### [Written problem]
Render the material as a numbered list, one item per line, starting with the line containing "det: building complex near shore" and continuing through the end of the material. Omit any blank lines.

--- Start Excerpted data ---

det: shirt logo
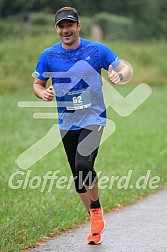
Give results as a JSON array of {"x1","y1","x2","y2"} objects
[{"x1": 85, "y1": 56, "x2": 90, "y2": 60}]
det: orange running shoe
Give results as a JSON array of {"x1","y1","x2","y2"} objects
[
  {"x1": 90, "y1": 208, "x2": 105, "y2": 235},
  {"x1": 87, "y1": 234, "x2": 102, "y2": 245}
]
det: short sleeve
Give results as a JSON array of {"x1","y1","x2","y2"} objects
[
  {"x1": 35, "y1": 50, "x2": 50, "y2": 81},
  {"x1": 98, "y1": 43, "x2": 121, "y2": 70}
]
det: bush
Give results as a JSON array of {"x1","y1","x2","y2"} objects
[
  {"x1": 80, "y1": 16, "x2": 92, "y2": 38},
  {"x1": 94, "y1": 12, "x2": 134, "y2": 40}
]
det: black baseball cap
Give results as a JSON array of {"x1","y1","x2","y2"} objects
[{"x1": 55, "y1": 10, "x2": 78, "y2": 25}]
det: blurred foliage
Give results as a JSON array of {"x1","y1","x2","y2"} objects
[
  {"x1": 94, "y1": 12, "x2": 135, "y2": 40},
  {"x1": 0, "y1": 0, "x2": 167, "y2": 40}
]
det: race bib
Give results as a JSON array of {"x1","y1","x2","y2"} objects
[{"x1": 65, "y1": 87, "x2": 91, "y2": 110}]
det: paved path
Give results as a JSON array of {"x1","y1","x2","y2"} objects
[{"x1": 29, "y1": 190, "x2": 167, "y2": 252}]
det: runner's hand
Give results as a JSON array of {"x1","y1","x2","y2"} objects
[{"x1": 108, "y1": 65, "x2": 121, "y2": 84}]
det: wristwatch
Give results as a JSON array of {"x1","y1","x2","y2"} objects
[{"x1": 117, "y1": 73, "x2": 124, "y2": 81}]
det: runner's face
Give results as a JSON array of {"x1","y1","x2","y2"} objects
[{"x1": 56, "y1": 20, "x2": 81, "y2": 49}]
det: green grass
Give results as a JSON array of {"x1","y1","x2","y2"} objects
[{"x1": 0, "y1": 36, "x2": 167, "y2": 252}]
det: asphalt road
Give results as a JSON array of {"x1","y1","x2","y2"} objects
[{"x1": 29, "y1": 190, "x2": 167, "y2": 252}]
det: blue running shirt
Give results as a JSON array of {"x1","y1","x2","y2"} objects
[{"x1": 35, "y1": 39, "x2": 120, "y2": 130}]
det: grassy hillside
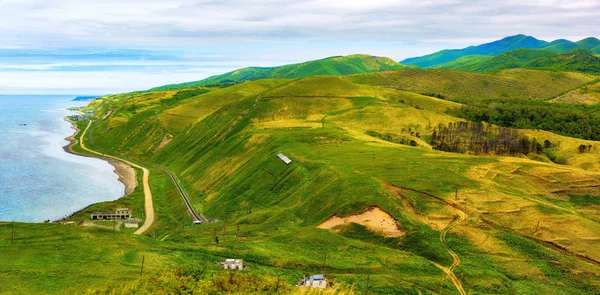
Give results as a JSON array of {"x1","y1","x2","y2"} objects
[
  {"x1": 69, "y1": 70, "x2": 600, "y2": 294},
  {"x1": 437, "y1": 49, "x2": 556, "y2": 72},
  {"x1": 348, "y1": 69, "x2": 594, "y2": 102},
  {"x1": 543, "y1": 39, "x2": 582, "y2": 52},
  {"x1": 575, "y1": 37, "x2": 600, "y2": 50},
  {"x1": 152, "y1": 54, "x2": 405, "y2": 90},
  {"x1": 438, "y1": 48, "x2": 600, "y2": 74},
  {"x1": 0, "y1": 69, "x2": 600, "y2": 294},
  {"x1": 525, "y1": 49, "x2": 600, "y2": 74},
  {"x1": 401, "y1": 35, "x2": 548, "y2": 68},
  {"x1": 410, "y1": 35, "x2": 600, "y2": 73}
]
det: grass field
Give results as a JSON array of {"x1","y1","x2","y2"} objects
[{"x1": 0, "y1": 70, "x2": 600, "y2": 294}]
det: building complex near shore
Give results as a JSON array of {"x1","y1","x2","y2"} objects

--- End Excerpted data ---

### [Exercise answer]
1. det: building complex near shore
2. Give results as a JSON array of {"x1","y1","x2","y2"} objects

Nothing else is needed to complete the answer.